What you produce should be every line from the data that includes "below".

GIVEN RECORDS
╭──

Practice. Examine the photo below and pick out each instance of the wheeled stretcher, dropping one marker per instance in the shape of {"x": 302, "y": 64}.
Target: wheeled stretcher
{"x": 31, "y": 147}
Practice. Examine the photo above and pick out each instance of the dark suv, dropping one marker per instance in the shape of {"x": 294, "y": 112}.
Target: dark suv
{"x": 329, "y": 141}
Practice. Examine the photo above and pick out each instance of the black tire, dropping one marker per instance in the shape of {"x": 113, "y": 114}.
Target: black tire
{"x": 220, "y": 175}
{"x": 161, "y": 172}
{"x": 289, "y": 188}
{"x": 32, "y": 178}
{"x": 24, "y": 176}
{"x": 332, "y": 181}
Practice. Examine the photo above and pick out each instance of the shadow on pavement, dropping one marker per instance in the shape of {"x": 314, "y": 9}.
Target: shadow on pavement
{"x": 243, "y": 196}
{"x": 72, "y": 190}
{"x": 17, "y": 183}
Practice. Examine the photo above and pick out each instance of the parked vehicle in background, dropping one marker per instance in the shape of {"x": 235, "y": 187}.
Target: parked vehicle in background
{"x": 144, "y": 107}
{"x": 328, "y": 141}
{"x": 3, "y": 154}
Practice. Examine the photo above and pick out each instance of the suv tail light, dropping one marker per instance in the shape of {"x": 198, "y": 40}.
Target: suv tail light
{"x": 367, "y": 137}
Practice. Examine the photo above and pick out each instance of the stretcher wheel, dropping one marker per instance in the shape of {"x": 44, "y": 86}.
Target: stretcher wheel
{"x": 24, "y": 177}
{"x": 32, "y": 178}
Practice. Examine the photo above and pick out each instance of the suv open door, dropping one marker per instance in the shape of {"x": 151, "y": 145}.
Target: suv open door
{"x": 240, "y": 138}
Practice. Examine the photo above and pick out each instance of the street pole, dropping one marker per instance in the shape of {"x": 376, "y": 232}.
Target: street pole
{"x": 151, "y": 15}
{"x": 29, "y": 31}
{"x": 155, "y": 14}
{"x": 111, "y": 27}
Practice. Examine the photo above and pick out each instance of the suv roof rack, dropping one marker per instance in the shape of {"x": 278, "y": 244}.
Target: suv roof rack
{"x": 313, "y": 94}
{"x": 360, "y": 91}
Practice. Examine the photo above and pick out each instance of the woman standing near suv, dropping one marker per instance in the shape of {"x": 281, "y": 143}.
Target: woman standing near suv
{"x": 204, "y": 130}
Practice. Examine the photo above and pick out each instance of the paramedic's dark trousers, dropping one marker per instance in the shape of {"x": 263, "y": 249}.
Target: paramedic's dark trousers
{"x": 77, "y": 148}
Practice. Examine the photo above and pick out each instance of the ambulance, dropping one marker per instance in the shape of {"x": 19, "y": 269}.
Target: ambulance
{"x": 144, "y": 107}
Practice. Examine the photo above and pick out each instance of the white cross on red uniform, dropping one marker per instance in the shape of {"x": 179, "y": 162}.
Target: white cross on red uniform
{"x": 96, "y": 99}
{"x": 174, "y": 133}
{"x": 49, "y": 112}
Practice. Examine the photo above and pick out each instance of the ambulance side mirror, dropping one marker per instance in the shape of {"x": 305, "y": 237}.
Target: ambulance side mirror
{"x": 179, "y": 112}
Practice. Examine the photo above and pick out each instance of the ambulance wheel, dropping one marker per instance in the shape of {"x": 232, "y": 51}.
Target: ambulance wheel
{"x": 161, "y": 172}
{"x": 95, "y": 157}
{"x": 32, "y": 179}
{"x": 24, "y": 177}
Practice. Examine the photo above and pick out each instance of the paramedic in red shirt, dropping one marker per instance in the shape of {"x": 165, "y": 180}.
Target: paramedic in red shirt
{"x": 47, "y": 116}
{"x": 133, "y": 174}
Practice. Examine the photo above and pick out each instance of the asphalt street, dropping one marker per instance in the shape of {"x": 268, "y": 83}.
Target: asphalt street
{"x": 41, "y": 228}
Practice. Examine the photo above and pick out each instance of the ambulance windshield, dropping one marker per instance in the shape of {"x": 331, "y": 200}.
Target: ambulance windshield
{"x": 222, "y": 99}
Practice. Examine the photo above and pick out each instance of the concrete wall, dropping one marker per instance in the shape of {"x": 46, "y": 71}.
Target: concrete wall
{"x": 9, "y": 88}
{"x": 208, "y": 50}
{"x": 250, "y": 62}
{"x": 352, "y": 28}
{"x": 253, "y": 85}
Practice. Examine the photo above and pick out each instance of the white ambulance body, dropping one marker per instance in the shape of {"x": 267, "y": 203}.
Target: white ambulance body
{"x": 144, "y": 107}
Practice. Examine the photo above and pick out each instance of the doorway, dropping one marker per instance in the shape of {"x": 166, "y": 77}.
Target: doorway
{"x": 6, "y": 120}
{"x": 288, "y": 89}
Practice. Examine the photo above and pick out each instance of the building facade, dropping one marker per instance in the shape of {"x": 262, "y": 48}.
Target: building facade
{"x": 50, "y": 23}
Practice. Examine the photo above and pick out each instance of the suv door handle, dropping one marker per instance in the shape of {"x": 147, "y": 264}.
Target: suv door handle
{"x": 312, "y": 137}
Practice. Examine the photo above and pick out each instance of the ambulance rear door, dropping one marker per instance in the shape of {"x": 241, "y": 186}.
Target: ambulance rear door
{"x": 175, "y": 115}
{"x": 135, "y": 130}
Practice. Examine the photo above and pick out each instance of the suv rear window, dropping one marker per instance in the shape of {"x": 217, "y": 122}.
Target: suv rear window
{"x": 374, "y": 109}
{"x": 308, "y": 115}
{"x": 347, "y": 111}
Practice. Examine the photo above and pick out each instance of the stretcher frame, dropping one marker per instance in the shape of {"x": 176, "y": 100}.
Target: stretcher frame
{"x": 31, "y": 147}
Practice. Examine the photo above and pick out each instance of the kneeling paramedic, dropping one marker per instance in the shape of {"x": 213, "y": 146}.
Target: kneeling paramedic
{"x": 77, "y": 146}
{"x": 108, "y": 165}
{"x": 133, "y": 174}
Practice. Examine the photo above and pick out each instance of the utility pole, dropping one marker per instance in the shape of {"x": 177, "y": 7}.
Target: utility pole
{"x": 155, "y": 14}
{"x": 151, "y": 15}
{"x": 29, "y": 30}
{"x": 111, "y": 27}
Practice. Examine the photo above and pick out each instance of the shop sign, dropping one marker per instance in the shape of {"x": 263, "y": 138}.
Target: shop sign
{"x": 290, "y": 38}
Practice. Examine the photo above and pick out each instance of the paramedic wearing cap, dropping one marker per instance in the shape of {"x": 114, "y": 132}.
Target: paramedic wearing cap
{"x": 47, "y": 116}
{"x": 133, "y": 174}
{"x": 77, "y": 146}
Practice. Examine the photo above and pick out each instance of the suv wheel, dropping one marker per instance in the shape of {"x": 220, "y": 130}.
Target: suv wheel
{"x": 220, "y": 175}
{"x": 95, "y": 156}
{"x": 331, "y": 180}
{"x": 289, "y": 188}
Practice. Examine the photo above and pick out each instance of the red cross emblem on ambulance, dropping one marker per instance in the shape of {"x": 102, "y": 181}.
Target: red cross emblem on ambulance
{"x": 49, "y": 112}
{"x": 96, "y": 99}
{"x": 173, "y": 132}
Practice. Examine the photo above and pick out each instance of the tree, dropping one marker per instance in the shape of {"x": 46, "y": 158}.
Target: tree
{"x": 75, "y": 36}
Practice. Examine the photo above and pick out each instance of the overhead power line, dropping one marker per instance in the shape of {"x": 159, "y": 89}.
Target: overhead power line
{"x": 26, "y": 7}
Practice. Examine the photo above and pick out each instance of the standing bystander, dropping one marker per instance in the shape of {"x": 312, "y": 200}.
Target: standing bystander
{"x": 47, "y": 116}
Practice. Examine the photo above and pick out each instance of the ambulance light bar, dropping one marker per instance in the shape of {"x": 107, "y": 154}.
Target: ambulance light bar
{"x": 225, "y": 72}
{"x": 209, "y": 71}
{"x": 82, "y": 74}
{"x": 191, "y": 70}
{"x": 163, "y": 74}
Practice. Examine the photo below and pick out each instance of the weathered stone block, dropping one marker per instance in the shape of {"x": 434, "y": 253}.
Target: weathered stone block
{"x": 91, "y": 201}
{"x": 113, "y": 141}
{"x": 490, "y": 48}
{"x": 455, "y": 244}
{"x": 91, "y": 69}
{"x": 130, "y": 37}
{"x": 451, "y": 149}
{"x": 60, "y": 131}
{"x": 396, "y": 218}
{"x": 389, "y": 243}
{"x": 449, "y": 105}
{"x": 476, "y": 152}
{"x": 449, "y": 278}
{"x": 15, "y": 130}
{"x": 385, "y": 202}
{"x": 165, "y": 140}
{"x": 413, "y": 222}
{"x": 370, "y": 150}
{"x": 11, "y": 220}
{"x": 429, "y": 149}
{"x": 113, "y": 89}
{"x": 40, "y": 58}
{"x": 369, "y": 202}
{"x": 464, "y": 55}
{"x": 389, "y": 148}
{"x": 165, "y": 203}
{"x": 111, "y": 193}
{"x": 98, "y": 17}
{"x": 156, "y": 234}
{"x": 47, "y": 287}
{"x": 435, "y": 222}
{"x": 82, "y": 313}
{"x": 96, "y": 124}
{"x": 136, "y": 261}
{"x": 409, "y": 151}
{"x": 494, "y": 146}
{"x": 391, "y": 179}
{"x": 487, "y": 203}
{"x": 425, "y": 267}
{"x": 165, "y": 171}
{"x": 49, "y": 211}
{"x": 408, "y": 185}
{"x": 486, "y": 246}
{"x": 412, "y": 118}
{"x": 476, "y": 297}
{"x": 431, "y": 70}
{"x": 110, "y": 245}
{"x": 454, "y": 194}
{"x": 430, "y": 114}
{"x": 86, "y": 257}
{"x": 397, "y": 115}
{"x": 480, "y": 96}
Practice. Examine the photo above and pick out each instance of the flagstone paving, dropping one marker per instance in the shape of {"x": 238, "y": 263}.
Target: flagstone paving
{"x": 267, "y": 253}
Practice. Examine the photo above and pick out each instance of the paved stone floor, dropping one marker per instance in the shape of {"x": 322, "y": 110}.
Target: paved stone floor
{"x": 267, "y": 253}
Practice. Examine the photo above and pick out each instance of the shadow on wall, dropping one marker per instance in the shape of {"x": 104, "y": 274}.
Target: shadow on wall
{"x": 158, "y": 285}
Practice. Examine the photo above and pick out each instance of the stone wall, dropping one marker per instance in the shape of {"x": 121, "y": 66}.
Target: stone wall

╰──

SOLUTION TO THE EXERCISE
Practice. Examine the photo below and pick out each instance of the wheeled stretcher, dropping one marker per instance in the shape of {"x": 302, "y": 64}.
Practice. Examine the photo below and pick out each instance of the weathered stone block, dropping one marker per instance in the shape of {"x": 434, "y": 253}.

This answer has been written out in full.